= Entries shown =
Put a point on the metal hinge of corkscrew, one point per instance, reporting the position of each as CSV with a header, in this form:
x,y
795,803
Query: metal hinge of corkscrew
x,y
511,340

...

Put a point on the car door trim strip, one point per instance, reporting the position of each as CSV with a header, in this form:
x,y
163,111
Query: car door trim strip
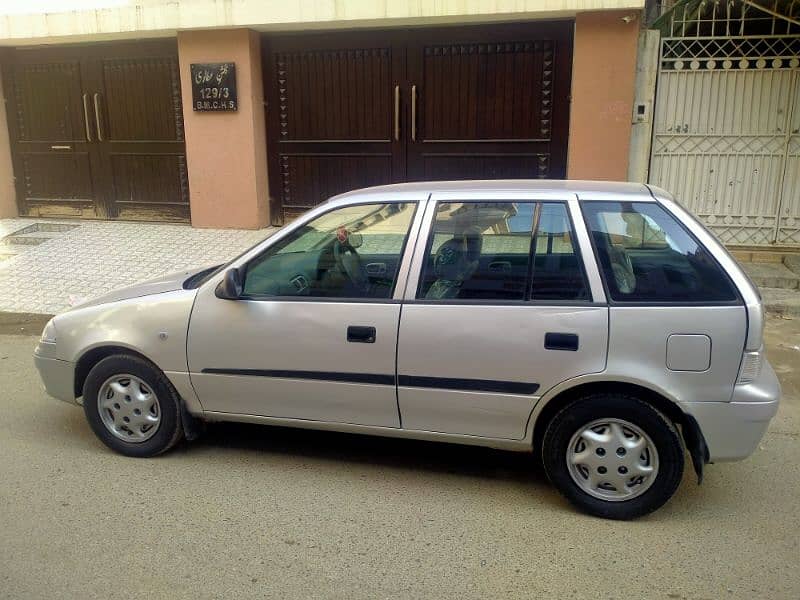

= What to work on =
Which lines of the material above contain the string "corkscrew", matched with case taken into account? Copy each such line in full.

= Exercise output =
Put a point on the metal hinge of corkscrew, one point per instance, reporting the position of each as CSV with a header, in this form:
Query: metal hinge of corkscrew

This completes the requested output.